+++ DATASET ENTRIES +++
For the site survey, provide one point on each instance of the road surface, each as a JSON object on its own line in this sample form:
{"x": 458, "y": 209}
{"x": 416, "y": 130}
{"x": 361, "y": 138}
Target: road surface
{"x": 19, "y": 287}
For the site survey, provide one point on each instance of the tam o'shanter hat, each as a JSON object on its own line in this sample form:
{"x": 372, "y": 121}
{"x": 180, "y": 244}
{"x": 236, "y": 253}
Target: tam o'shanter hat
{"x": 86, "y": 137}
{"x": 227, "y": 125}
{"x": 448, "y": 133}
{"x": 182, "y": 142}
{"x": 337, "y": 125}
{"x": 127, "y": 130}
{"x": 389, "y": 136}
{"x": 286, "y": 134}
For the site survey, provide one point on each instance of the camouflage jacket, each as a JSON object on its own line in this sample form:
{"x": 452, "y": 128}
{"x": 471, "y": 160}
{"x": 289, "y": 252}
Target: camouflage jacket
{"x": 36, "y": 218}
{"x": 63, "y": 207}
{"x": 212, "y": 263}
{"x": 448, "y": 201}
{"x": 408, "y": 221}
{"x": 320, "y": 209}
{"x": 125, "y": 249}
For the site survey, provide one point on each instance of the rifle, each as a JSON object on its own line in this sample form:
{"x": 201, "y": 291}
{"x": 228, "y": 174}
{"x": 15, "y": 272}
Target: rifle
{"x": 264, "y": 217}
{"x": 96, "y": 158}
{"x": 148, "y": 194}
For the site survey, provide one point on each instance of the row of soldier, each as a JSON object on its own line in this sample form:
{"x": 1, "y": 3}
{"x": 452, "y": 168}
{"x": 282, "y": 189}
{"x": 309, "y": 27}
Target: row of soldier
+++
* [WHAT TO DO]: Where the word "soldier" shows up in a line of the entries above, copy that line.

* [RESULT FOR THIS TASK]:
For the site survey, provide one point on each instance of the row of soldier, each as a JSON object on its own line in this sample form:
Target: row of soldier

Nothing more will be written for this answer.